§ Records provided

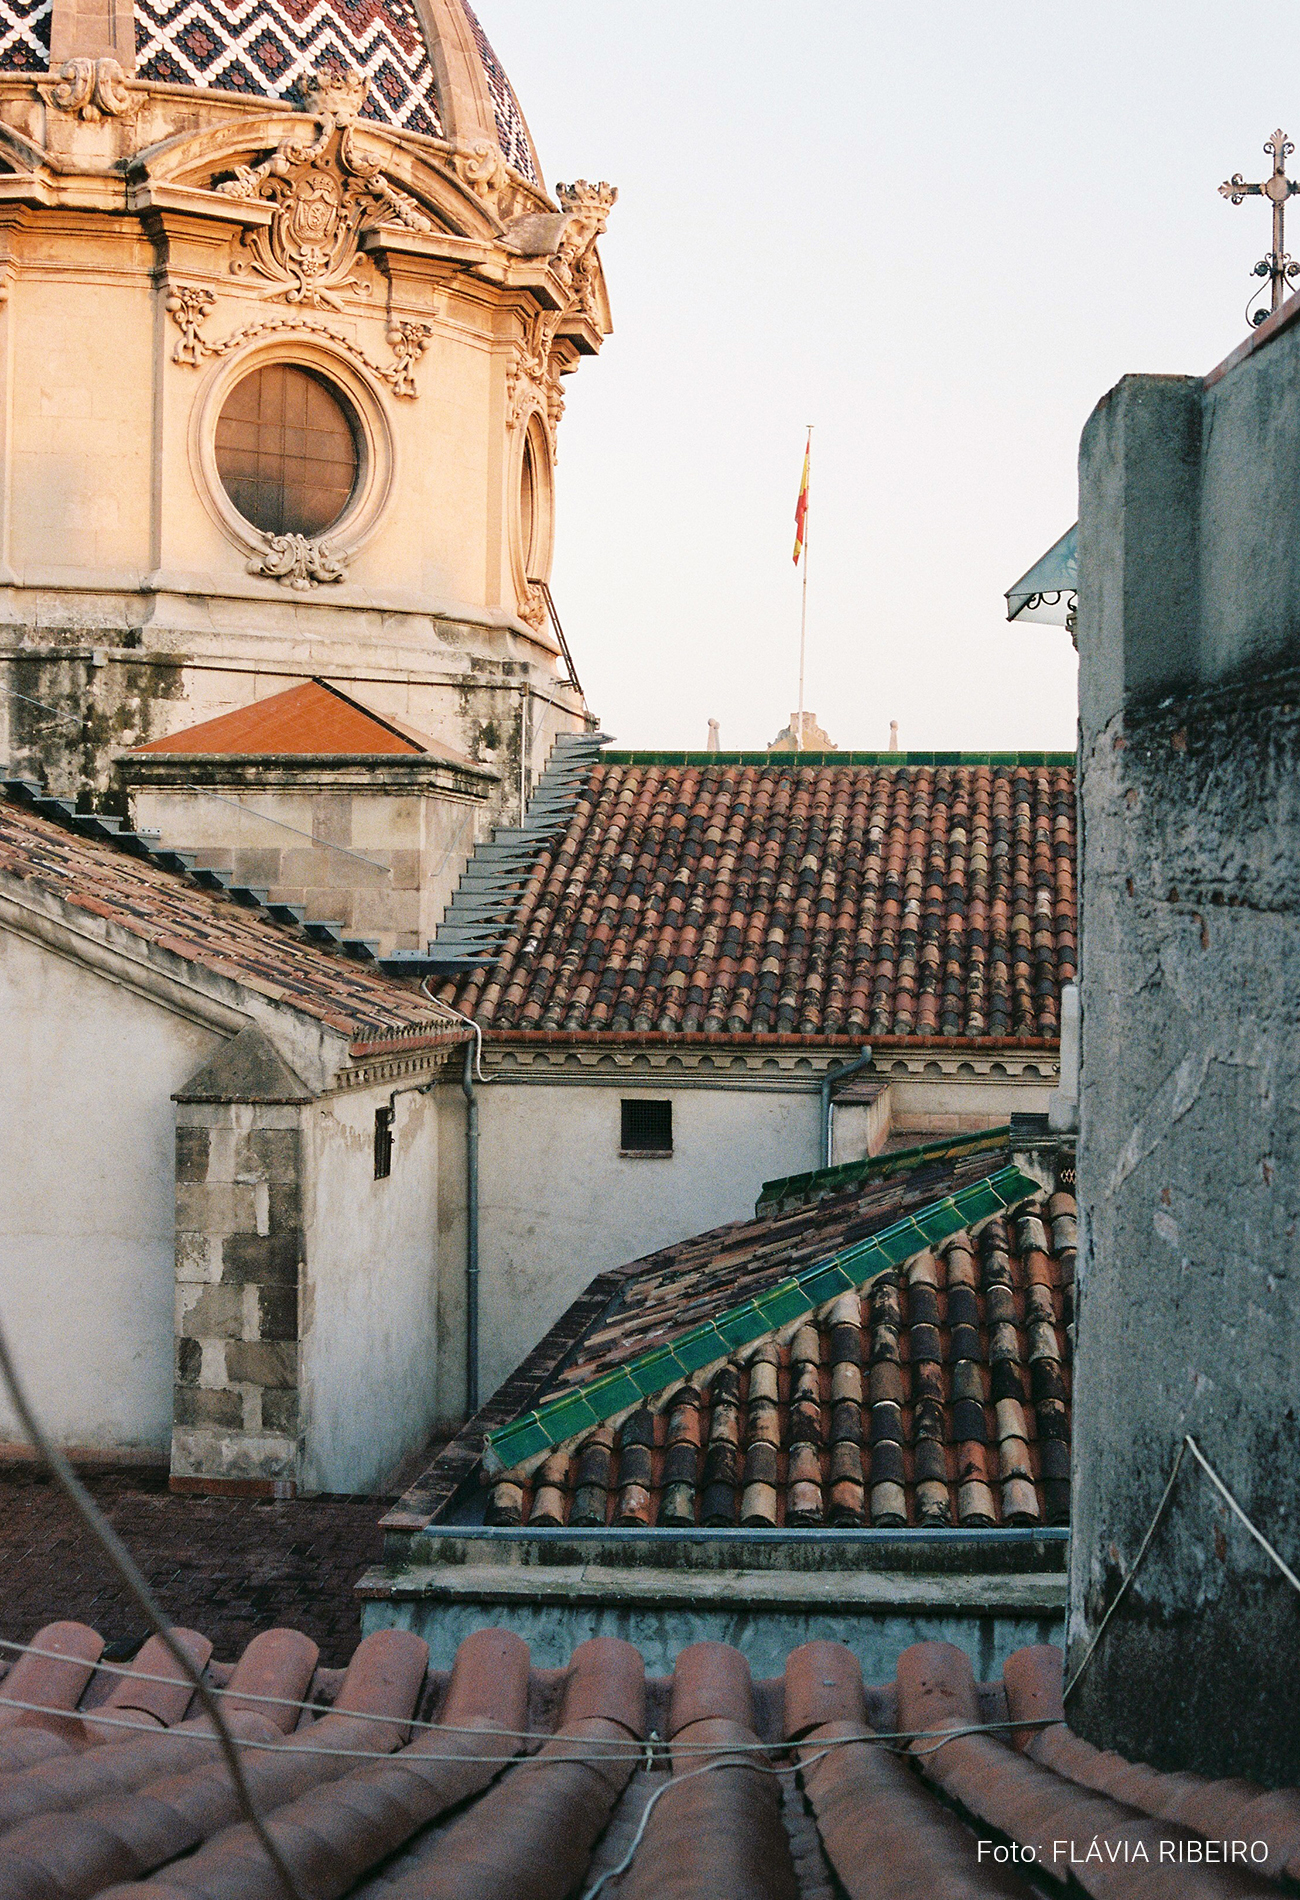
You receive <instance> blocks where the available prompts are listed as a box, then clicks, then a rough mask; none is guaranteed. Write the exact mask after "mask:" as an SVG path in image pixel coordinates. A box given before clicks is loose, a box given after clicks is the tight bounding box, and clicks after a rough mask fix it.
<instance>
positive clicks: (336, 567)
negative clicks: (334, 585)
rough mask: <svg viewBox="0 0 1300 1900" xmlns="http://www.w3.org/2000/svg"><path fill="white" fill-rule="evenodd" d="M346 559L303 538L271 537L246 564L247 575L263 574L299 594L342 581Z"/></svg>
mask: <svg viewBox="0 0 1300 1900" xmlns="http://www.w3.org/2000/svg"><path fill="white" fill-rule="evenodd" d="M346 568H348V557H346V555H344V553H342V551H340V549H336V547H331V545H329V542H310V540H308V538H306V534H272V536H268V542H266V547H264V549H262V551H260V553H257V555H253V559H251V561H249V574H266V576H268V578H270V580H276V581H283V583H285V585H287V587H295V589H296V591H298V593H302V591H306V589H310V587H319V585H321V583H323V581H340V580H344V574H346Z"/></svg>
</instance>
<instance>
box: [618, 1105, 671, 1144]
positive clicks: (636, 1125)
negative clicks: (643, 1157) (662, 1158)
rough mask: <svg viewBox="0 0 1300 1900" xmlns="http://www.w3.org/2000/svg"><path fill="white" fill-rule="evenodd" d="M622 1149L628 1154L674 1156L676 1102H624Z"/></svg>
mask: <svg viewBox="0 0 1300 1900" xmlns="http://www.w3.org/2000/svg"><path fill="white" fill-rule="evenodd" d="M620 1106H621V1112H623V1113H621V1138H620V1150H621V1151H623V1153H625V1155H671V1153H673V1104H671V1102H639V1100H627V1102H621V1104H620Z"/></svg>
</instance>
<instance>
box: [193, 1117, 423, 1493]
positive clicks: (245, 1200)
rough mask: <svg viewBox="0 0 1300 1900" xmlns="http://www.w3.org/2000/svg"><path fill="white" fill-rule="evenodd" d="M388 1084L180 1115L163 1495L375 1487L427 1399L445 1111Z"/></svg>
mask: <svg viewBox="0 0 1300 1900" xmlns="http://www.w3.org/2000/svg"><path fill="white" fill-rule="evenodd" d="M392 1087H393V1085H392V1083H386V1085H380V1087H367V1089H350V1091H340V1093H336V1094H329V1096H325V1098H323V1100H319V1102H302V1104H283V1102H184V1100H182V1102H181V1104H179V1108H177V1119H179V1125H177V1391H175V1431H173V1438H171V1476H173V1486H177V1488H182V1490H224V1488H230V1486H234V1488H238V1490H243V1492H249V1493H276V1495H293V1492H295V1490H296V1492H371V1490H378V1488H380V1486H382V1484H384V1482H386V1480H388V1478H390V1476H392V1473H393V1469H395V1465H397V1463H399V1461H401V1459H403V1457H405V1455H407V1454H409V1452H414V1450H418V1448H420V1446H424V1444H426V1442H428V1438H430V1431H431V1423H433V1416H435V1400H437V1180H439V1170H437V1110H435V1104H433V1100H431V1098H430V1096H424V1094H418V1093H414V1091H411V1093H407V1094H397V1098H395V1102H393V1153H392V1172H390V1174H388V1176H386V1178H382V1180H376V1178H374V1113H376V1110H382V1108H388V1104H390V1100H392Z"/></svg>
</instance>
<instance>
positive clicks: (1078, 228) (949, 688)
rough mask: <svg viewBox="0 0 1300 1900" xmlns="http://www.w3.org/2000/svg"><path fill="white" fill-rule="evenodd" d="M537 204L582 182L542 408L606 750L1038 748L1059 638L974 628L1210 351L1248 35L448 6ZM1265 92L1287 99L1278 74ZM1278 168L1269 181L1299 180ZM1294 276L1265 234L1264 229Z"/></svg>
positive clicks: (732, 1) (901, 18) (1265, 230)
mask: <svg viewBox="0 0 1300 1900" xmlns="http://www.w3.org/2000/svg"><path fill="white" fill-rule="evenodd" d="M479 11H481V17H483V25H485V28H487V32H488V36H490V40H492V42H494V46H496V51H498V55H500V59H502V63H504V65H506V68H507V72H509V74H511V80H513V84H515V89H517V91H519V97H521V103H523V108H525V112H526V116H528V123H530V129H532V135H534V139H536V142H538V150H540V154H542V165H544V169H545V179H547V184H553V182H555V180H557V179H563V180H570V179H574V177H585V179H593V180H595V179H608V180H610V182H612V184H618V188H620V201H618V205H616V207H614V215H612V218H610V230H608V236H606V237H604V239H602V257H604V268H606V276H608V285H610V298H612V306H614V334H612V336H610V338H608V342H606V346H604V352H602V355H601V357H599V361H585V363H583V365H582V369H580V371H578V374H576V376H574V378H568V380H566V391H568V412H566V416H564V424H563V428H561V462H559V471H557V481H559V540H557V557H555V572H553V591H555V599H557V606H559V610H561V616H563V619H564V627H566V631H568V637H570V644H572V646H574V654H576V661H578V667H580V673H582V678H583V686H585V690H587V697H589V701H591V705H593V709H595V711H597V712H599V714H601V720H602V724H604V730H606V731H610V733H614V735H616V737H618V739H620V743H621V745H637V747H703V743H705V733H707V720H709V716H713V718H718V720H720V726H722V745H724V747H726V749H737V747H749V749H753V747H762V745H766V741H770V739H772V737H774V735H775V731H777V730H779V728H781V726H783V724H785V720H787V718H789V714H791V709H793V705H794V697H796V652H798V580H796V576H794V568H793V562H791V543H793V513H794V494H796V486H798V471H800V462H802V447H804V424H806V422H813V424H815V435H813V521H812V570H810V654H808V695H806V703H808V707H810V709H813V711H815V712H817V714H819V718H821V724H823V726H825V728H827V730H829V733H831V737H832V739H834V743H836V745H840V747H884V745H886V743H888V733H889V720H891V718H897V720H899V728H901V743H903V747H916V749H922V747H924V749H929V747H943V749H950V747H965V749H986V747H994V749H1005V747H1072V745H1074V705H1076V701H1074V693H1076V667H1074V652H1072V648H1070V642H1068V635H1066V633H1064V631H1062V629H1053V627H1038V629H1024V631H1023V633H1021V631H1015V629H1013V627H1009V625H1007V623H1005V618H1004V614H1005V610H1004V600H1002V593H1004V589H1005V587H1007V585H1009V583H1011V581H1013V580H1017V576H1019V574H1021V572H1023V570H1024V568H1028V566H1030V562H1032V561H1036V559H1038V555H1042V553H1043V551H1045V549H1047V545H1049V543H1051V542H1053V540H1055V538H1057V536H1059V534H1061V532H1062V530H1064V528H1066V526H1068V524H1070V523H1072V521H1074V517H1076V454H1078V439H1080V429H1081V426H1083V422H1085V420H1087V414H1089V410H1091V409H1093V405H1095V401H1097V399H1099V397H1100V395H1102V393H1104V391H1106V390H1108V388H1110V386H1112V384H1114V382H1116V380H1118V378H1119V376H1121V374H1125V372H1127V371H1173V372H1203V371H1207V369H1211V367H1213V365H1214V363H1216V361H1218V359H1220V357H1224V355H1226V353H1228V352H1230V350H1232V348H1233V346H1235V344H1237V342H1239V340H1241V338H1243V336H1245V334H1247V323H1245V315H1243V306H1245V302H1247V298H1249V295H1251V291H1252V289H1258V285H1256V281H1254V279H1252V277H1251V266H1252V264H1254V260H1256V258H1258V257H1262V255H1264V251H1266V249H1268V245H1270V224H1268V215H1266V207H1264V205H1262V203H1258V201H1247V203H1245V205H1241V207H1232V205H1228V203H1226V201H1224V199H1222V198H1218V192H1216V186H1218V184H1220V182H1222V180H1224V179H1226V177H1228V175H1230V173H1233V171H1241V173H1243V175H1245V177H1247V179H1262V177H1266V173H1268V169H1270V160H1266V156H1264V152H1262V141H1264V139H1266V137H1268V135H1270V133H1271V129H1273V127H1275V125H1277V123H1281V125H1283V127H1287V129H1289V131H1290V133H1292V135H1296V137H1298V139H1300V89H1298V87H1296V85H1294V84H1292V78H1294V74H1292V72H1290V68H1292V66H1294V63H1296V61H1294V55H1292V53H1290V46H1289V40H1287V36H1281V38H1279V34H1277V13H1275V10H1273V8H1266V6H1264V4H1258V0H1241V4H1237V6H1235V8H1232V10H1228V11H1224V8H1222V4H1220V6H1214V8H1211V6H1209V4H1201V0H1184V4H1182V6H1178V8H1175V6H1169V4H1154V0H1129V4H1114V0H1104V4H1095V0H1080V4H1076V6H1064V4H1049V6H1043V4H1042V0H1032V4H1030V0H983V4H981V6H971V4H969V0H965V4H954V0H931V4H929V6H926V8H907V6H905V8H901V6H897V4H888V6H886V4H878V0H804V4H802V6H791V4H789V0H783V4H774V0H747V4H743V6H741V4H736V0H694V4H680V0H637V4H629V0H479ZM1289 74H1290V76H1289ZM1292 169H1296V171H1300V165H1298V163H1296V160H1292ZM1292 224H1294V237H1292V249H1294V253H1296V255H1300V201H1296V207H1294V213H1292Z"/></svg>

§ Task brief
Return only the lines between the one holding "positive clicks: (336, 567)" and the one holding "negative clicks: (334, 585)", inclusive, exactly as they appear above.

§ Finished exercise
positive clicks: (336, 567)
negative clicks: (334, 585)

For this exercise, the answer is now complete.